== RECORDS SUPPLIED ==

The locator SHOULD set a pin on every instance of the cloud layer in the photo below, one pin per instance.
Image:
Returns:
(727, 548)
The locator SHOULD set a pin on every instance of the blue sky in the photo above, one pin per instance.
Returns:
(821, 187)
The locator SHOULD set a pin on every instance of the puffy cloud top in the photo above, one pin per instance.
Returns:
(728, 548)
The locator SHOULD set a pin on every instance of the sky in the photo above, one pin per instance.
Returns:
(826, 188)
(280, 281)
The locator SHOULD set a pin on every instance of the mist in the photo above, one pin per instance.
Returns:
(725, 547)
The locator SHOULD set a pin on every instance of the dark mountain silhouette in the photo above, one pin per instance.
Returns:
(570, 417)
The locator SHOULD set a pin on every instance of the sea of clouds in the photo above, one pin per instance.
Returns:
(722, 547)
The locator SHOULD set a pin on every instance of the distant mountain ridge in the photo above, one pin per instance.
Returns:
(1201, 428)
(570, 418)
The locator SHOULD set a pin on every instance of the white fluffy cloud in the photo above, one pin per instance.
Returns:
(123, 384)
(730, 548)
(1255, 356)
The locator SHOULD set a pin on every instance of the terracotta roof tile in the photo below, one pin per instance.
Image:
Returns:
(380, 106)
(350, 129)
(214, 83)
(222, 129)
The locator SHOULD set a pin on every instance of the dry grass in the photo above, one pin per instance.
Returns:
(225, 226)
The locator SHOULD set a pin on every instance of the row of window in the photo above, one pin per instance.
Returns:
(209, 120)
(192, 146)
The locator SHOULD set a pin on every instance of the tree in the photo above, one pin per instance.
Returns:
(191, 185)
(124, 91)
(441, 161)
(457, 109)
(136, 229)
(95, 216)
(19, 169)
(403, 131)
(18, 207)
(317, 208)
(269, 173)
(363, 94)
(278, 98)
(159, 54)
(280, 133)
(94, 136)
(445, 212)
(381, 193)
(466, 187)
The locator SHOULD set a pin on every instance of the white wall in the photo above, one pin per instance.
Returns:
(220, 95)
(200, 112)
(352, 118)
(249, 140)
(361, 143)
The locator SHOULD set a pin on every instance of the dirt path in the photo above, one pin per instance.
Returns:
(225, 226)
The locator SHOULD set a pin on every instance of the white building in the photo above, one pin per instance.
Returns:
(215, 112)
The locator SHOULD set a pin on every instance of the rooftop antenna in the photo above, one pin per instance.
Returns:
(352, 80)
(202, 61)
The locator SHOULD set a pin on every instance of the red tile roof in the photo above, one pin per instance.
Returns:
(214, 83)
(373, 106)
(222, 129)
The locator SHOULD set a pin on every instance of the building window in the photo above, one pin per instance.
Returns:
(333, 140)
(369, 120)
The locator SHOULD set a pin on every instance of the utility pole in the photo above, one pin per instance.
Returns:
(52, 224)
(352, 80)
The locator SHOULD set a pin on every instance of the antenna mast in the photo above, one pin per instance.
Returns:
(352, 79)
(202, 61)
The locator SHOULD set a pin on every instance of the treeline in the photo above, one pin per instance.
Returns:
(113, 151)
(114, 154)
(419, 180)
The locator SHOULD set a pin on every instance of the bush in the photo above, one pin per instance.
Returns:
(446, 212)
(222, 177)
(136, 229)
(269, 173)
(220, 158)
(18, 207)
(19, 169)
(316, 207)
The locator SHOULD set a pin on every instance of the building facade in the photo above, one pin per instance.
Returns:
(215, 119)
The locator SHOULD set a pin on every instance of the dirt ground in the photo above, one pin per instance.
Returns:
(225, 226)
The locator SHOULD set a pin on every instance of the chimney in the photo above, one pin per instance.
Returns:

===

Where a line of the records has the string "window", copy that line.

## RESULT OF THIS TASK
The locator SHOULD set a pin on every instance of the row of window in the photo above, one pin per instance.
The locator SHOULD set a pin on every instance of the building window in the photo above, one pin per instance.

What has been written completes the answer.